*TASK 1*. In the Segmentation mask data rows, from the start through the line containing "77L65 78V90L73 91L76", swap "rough mask" for "draft mask" and keep everything else the same. Leave the pictures out of your answer.

-------- TEXT SECTION

SIE 512: Overview

Spatial Analysis

Kate Beard
Room 326 Boardman Hall

Course Objectives

This course introduces techniques for the statistical analysis of spatial data. The course will cover characterization of spatial data, and techniques for visualizing, exploring and modeling spatial data distributed as point patterns, continuous (geostatistical) data, area data, and methods and problems in spatial data sampling. Students will become familiar with methods for identifying, describing, modeling, and evaluating spatial patterns in observed data. Students will become familiar with using R for applied spatial data analysis.

A. Class Sessions

  • On-campus Students: Tues and Thursday, 2:00 – 3:15 Tues & Thurs, Room 326 Boardman Hall
  • Live Broadcast: Available at Online students may view and participate in the live sessions but are not required to do so.
  • Archived Broadcasts: Links to the class broadcasts are made available at the end of each day through the Lectures and Assignments link for this course.
  • Audio Chat: Distance students can view the lectures at any time of their choosing during the week.  A  discussion session can be arranged to discuss questions or lab issues.

B. Course Materials

Students will be responsible for completing several lab exercises, a review paper, a midterm exam and a final project.  Prerequisites:  an introductory statistics course.

Supplementary  Readings:

Additional references:

  • Banerjee, S., Carlin, B. & Gelfand, A. 2014 Hierarchical Modeling and Analysis for Spatial Data. Chapman and Hall/CRC Press
  • Cressie, N. 1993. Statistics for Spatial Data. Revised ed. John Wiley & Sons, New York.
  • Diggle, P. Statistical Analysis of Spatial Point Patterns. London: Academic Press.
  • Goovaerts, P. Geostatistics for Natural Resource Evaluation. Oxford University Press.
  • Isaaks, E., and R. Srivastava. 1989. An Introduction to Applied Geostatistics. Oxford University Press, New York.
  • Plant, R. 2012. Spatial Data Analysis in Ecology and Agriculture using R. CRC Press.
  • Schabenberger, O. and Gotway, C. 2004. Statistical Methods for Spatial Analysis. Chapman and Hall/CRC Press

Lab exercises:

Most lab exercises will be done using R, an open source statistical software.  RStudio is an open source  integrated development environment (IDE) for R which I recommend as it supports syntax checking,  direct code execution, and tools for plotting, history, and debugging. It runs on Windows, Mac and Linux and is easy to install. The downloaded site is here.

----------------

*TASK 2*. Extend the spatial analysis course overview beyond its last sentence.

-------- ENTRIES PROVIDED

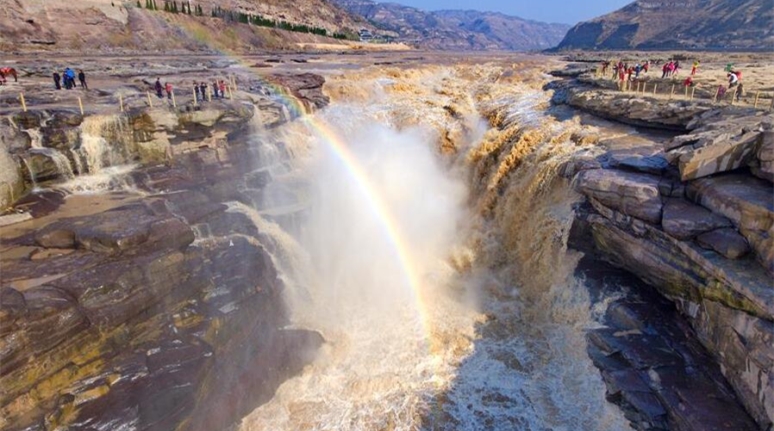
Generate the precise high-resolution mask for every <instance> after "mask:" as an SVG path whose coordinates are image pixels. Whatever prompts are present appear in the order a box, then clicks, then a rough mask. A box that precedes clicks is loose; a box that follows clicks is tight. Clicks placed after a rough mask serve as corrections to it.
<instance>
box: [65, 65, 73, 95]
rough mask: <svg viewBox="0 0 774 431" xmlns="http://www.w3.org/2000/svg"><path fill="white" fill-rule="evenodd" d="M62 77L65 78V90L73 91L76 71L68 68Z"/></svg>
mask: <svg viewBox="0 0 774 431" xmlns="http://www.w3.org/2000/svg"><path fill="white" fill-rule="evenodd" d="M62 75H63V76H64V84H65V89H66V90H72V89H73V88H75V71H73V70H72V69H70V68H69V67H66V68H65V71H64V72H63V73H62Z"/></svg>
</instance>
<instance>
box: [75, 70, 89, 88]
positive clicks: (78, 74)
mask: <svg viewBox="0 0 774 431" xmlns="http://www.w3.org/2000/svg"><path fill="white" fill-rule="evenodd" d="M78 80H79V81H81V88H84V89H86V90H88V89H89V86H88V85H86V74H85V73H83V69H80V70H79V71H78Z"/></svg>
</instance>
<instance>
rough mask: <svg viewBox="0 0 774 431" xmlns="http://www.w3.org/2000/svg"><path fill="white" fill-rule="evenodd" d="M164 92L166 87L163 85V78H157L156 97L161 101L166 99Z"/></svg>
mask: <svg viewBox="0 0 774 431" xmlns="http://www.w3.org/2000/svg"><path fill="white" fill-rule="evenodd" d="M163 91H164V87H163V86H162V85H161V78H156V96H157V97H158V98H159V99H163V98H164V94H163Z"/></svg>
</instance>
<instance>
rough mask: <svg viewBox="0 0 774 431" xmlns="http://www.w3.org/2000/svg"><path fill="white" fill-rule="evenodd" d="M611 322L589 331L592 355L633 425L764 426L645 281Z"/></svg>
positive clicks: (679, 428) (616, 308)
mask: <svg viewBox="0 0 774 431" xmlns="http://www.w3.org/2000/svg"><path fill="white" fill-rule="evenodd" d="M628 283H632V282H631V281H629V282H628ZM605 323H606V324H607V325H608V326H609V327H608V328H599V329H594V330H591V331H590V332H589V333H588V334H587V340H588V341H589V344H588V351H589V355H590V356H591V357H592V360H593V362H594V364H595V365H596V366H597V367H598V368H600V370H601V372H602V378H603V380H604V381H605V384H606V387H607V395H608V399H610V400H611V401H613V402H615V403H617V404H619V405H621V406H622V407H623V409H624V413H625V415H626V417H627V418H628V419H629V420H630V421H631V422H632V425H633V426H634V428H635V429H640V430H650V429H670V430H684V431H687V430H697V431H698V430H706V429H718V430H737V429H738V430H750V431H753V430H758V429H759V428H758V425H757V424H756V423H755V422H754V420H753V418H752V417H751V416H750V415H749V414H748V413H747V412H746V411H745V410H744V408H743V406H742V404H741V403H740V402H739V400H738V399H737V397H736V396H735V395H734V392H733V390H732V389H731V387H730V386H729V384H728V383H727V382H726V380H725V379H724V378H723V376H722V374H721V370H720V368H719V367H718V365H717V364H716V363H715V362H714V360H713V358H712V357H711V356H710V354H709V353H708V352H707V351H706V350H705V349H704V348H702V346H700V345H699V344H698V342H697V335H696V334H695V333H693V331H692V329H691V328H690V327H688V325H687V324H686V323H685V322H684V321H682V319H681V318H680V317H679V316H678V315H677V313H676V310H675V309H674V307H673V306H671V304H669V303H667V302H666V301H665V300H664V299H662V298H659V297H657V296H656V295H655V294H654V293H653V292H652V291H650V290H649V289H648V288H647V287H646V286H640V285H638V284H637V283H636V282H635V283H634V285H633V286H631V289H630V291H629V293H627V294H625V295H624V297H623V298H621V299H618V300H617V301H615V302H614V303H613V304H612V305H611V306H610V307H609V308H608V311H607V313H606V314H605ZM654 350H655V351H657V352H658V353H653V351H654ZM642 352H648V353H647V354H645V355H643V354H641V353H642ZM708 427H709V428H708Z"/></svg>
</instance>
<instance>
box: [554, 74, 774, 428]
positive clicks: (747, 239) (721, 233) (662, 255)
mask: <svg viewBox="0 0 774 431" xmlns="http://www.w3.org/2000/svg"><path fill="white" fill-rule="evenodd" d="M595 82H596V81H595V80H594V79H593V78H591V77H588V76H587V77H581V78H580V80H579V81H576V82H575V83H574V84H571V85H570V86H569V88H564V89H560V90H558V91H557V95H558V96H557V97H558V99H557V100H559V101H562V102H566V103H568V104H570V105H571V106H574V107H576V108H579V109H582V110H587V111H589V112H593V113H594V114H595V115H599V116H602V117H606V118H610V119H613V120H616V121H620V120H622V119H624V120H628V121H627V122H630V123H634V124H636V125H639V126H650V127H656V128H660V129H670V130H680V131H681V132H678V133H682V134H676V135H675V136H674V137H673V138H671V139H667V140H666V141H664V142H663V143H662V142H659V141H656V140H649V139H642V138H636V139H635V138H614V139H609V140H606V141H604V142H600V144H601V146H602V148H604V149H605V152H604V153H603V154H602V155H600V156H595V157H587V158H584V157H582V158H579V159H576V160H575V161H574V162H572V163H570V164H569V165H568V166H566V167H565V169H566V171H565V175H566V176H568V177H570V178H573V179H574V185H575V188H576V190H577V191H579V192H580V193H582V194H583V195H584V196H585V197H586V202H587V203H586V204H585V205H583V206H582V207H580V208H579V209H578V220H579V221H578V226H576V228H579V229H582V230H585V232H586V233H587V234H588V241H590V242H592V244H593V245H594V249H595V251H594V252H595V253H598V255H599V256H601V257H602V258H603V259H605V260H606V261H608V262H610V263H611V264H613V265H615V266H618V267H620V268H624V269H626V270H627V271H629V272H631V273H633V274H635V275H637V276H638V277H639V278H640V279H642V280H644V281H645V282H646V283H648V284H650V285H651V286H653V287H655V288H656V289H657V290H658V291H659V292H661V294H662V295H663V296H665V297H666V298H668V299H670V300H671V301H673V302H674V304H675V305H676V306H677V308H678V310H679V311H680V312H681V313H682V314H683V315H684V316H686V317H687V318H688V320H689V322H690V323H691V325H692V326H693V328H694V330H695V331H696V334H697V336H698V339H699V340H700V341H701V343H702V344H703V345H704V346H705V347H707V348H708V349H709V350H710V351H711V352H713V354H714V355H715V357H716V360H717V361H718V362H719V363H720V365H721V369H722V372H723V374H724V375H725V376H726V378H727V379H728V381H729V382H730V383H731V385H732V386H733V388H734V390H735V392H736V393H737V394H738V396H739V397H740V399H741V400H742V401H743V403H744V404H745V406H746V407H747V409H748V411H749V412H750V414H751V415H752V417H753V418H754V419H755V420H756V421H757V423H758V427H759V429H768V427H770V426H771V423H772V422H773V421H774V404H773V403H772V397H771V394H772V393H774V368H773V367H772V364H774V348H773V346H774V284H773V283H772V279H773V277H774V255H773V254H772V250H774V244H773V243H772V238H774V186H773V185H772V179H773V177H772V166H771V160H772V156H771V149H772V148H774V130H772V129H773V128H774V122H773V121H772V117H771V115H768V114H766V113H765V112H764V111H760V110H754V109H751V108H734V107H717V106H713V105H711V104H709V103H686V102H677V101H666V100H660V101H659V100H656V99H651V98H648V97H647V96H641V95H639V96H637V95H630V94H626V93H620V92H613V91H608V90H601V89H599V88H598V87H593V86H592V85H593V84H594V83H595ZM560 88H561V87H560ZM579 226H580V227H579ZM581 242H583V241H581ZM641 312H642V311H641V310H640V311H638V308H637V307H632V306H627V307H624V310H623V311H622V310H617V311H616V310H613V311H612V313H613V316H614V317H613V320H614V321H615V322H617V327H618V328H619V332H618V333H617V335H615V336H613V334H612V333H610V334H605V333H602V334H599V333H592V334H591V335H590V342H591V346H592V347H591V350H592V357H594V358H595V362H596V363H597V365H598V366H599V367H600V368H602V369H603V377H604V378H605V380H606V382H607V383H608V390H609V392H610V393H611V394H613V395H615V396H616V397H622V398H623V399H624V400H625V401H626V403H628V404H629V405H633V406H635V407H636V408H637V409H638V410H639V411H640V414H642V415H643V417H644V419H640V420H641V421H642V427H643V429H647V428H648V427H649V426H659V425H658V424H659V423H660V422H659V421H660V420H663V419H659V417H660V415H664V416H663V418H666V420H667V421H668V422H670V423H672V424H675V423H676V424H678V425H679V424H682V425H680V426H679V427H678V428H677V429H694V428H691V427H690V426H689V424H690V422H691V421H692V420H693V419H691V415H692V414H693V413H691V411H694V410H693V407H690V406H689V405H687V404H685V405H683V407H682V408H681V410H680V411H677V412H673V411H670V409H669V408H666V409H664V408H663V406H664V405H668V404H669V403H672V402H674V400H677V399H679V398H680V395H678V394H671V395H669V394H664V393H663V389H664V388H665V386H664V382H666V381H667V380H669V381H673V380H674V379H675V378H677V375H672V374H671V373H673V372H674V371H675V370H674V369H673V368H674V367H675V366H677V364H676V363H675V362H674V361H675V357H671V358H670V357H660V358H658V359H656V360H655V364H656V365H657V366H656V367H653V366H652V364H651V365H649V366H646V365H645V364H648V363H649V362H650V360H648V359H645V357H644V356H642V355H640V353H644V352H639V353H638V352H637V349H633V350H632V349H631V348H627V347H625V346H626V344H627V340H628V341H631V339H635V338H637V337H645V338H647V337H650V335H648V334H653V332H651V331H652V330H653V328H654V326H653V325H655V323H654V322H653V321H652V320H651V321H650V323H647V322H648V321H647V320H643V319H641V318H640V317H637V316H638V315H640V313H641ZM636 322H639V323H636ZM626 331H633V332H626ZM613 332H615V331H613ZM656 342H659V341H658V340H655V339H653V340H650V341H648V342H647V343H646V344H648V343H650V344H652V343H656ZM652 348H653V347H652V346H651V347H649V349H652ZM651 359H652V358H651ZM648 369H650V371H647V370H648ZM643 370H645V372H643ZM689 374H690V373H689ZM681 378H683V377H681ZM678 392H679V391H678ZM686 394H687V392H686ZM651 397H655V398H651ZM654 399H655V400H661V403H659V404H658V405H656V404H653V403H652V402H651V401H649V400H654ZM670 399H672V400H673V401H670ZM683 399H685V398H683ZM654 406H656V407H657V408H655V407H654ZM643 412H644V413H643ZM694 413H695V411H694ZM750 426H751V425H749V424H748V425H743V424H737V425H735V426H732V427H731V428H729V429H755V428H751V427H750Z"/></svg>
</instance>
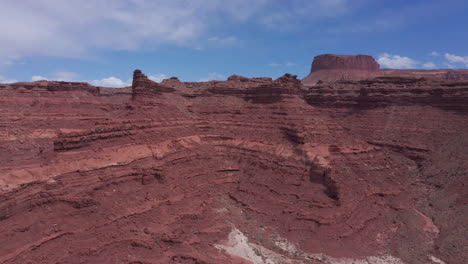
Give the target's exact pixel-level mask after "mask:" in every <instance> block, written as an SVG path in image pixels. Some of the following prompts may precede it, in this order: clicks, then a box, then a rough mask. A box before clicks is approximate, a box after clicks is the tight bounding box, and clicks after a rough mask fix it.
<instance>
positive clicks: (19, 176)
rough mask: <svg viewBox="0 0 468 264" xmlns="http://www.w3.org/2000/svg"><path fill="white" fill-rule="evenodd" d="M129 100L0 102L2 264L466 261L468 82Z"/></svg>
mask: <svg viewBox="0 0 468 264" xmlns="http://www.w3.org/2000/svg"><path fill="white" fill-rule="evenodd" d="M324 71H326V70H324ZM168 86H172V87H168ZM182 86H184V87H186V90H184V89H185V88H184V89H179V88H180V87H182ZM49 87H54V88H53V89H50V88H49ZM132 88H133V91H130V89H119V90H118V92H110V91H108V90H106V89H98V88H96V87H93V86H90V85H84V84H81V83H52V82H51V83H49V82H38V83H22V84H13V85H0V106H1V109H2V111H0V120H1V124H0V154H1V155H0V245H2V246H1V247H0V263H21V264H22V263H213V264H217V263H237V264H241V263H297V264H299V263H313V264H318V263H328V264H330V263H340V264H341V263H393V264H394V263H399V264H400V263H406V264H410V263H411V264H426V263H440V262H437V261H444V262H446V263H455V264H457V263H460V264H461V263H464V260H465V259H466V258H467V256H466V252H468V248H467V246H466V237H467V234H468V230H467V226H468V225H467V224H466V215H467V214H468V211H467V210H468V209H467V207H466V197H467V195H468V194H467V188H466V182H467V181H468V178H467V177H468V176H467V175H468V164H467V163H466V161H467V160H468V157H467V156H468V153H467V152H466V150H467V149H468V148H467V146H468V141H467V140H468V127H467V124H468V120H467V117H468V115H466V113H468V109H467V105H466V100H467V98H468V82H463V81H456V82H455V81H445V80H437V81H436V80H430V79H426V78H423V79H421V78H406V77H384V78H377V79H373V80H362V81H338V82H333V83H326V82H324V83H322V84H320V85H317V86H314V87H310V88H306V87H302V85H301V83H300V81H299V80H297V78H296V77H295V76H294V75H290V74H287V75H285V76H283V77H280V78H278V79H277V80H271V79H269V78H246V77H240V76H233V77H230V78H229V79H228V80H227V81H212V82H204V83H185V82H180V81H179V80H175V79H170V80H167V81H164V82H163V83H161V84H158V83H154V82H152V81H150V80H148V78H146V76H144V74H143V73H142V72H141V71H136V72H135V78H134V82H133V86H132Z"/></svg>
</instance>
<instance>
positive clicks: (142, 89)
mask: <svg viewBox="0 0 468 264" xmlns="http://www.w3.org/2000/svg"><path fill="white" fill-rule="evenodd" d="M173 91H174V89H173V88H171V87H166V86H163V85H160V84H159V83H157V82H154V81H152V80H150V79H149V78H148V77H147V76H146V75H144V74H143V72H142V71H141V70H135V71H134V72H133V82H132V97H133V98H135V97H136V95H137V94H159V93H162V92H173Z"/></svg>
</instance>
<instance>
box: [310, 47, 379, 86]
mask: <svg viewBox="0 0 468 264" xmlns="http://www.w3.org/2000/svg"><path fill="white" fill-rule="evenodd" d="M379 72H380V65H379V64H378V63H377V62H376V61H375V60H374V58H372V57H371V56H367V55H356V56H350V55H334V54H325V55H320V56H317V57H315V58H314V60H313V62H312V69H311V73H310V74H309V75H308V76H307V77H306V78H304V79H303V80H302V82H303V83H304V85H307V86H313V85H315V84H317V83H318V82H334V81H337V80H363V79H369V78H373V77H377V76H378V75H379Z"/></svg>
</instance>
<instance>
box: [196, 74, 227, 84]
mask: <svg viewBox="0 0 468 264" xmlns="http://www.w3.org/2000/svg"><path fill="white" fill-rule="evenodd" d="M225 79H226V76H224V75H222V74H219V73H216V72H210V73H208V76H207V77H205V78H201V79H200V80H199V81H200V82H208V81H213V80H225Z"/></svg>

----------------

*ANSWER 1*.
Generate the precise high-resolution mask for every <instance> after "mask:" as an SVG path whose coordinates are image pixels. Whatever prompts are present appear in the order a box, then clicks, then a draft mask. A box that precedes clicks is loose; a box that follows clicks is tight. Clicks placed after a draft mask serve as corrections to it.
<instance>
box: [65, 65, 73, 95]
draft mask: <svg viewBox="0 0 774 431" xmlns="http://www.w3.org/2000/svg"><path fill="white" fill-rule="evenodd" d="M62 77L65 78V90L73 91L76 71L68 68Z"/></svg>

*ANSWER 2*.
We will also use Geoda, open source software from the Spatial Analysis Lab, from the University of Chicago available from their download site here.

Lab assignments are due weekly and must be turned in on the day they are due.

Papers: One short review paper is required. For this paper assignment students will review a journal article that describes a spatial analysis method from one of the topic areas covered by the course (e.g point patterns, continuous data, area data, or sampling).  Review papers should be approximately 3 pages in length. They are due November 29.


There will be a take home midterm exam distributed the third or fourth week of October.

Final Projects:

Students must complete a final project using analysis techniques learned in the course of the class. A one-page project description of what you propose to do will be presented in class on November 6. Final presentations of projects will be scheduled during final exam week. There are two options for the final project:

  • implement a spatial analysis technique. For this option, any programming or scripting language can be used to code an analysis method.
  • carry out spatial analysis on a data set of your choice. For this option, the objective will be to select a data set of your choice, use exploratory techniques to examine the data, and develop a hypothesis or set of hypotheses concerning the data and test these using techniques discussed in class.  Any software of your choice can be used to perform the analysis.  Many spatial data sets are now available on the web but they can take some work to prepare for analysis. You should not leave planning for this project until the eleventh hour.


  • Lab Assignments – 30%
  • Midterm Exam – 25%
  • Journal Article review paper – 10%
  • Final project and presentation – 35%

C. Communications

  • For distance students I can schedule a Zoom meeting to discuss any course questions you may have.  Email me, to schedule a meeting.

D. Important Notices

E. Instructor Office Hours & Discussions

  • For one-on-one discussions with the instructor, E-mail to You are also welcome to call my office at 207-581-2147.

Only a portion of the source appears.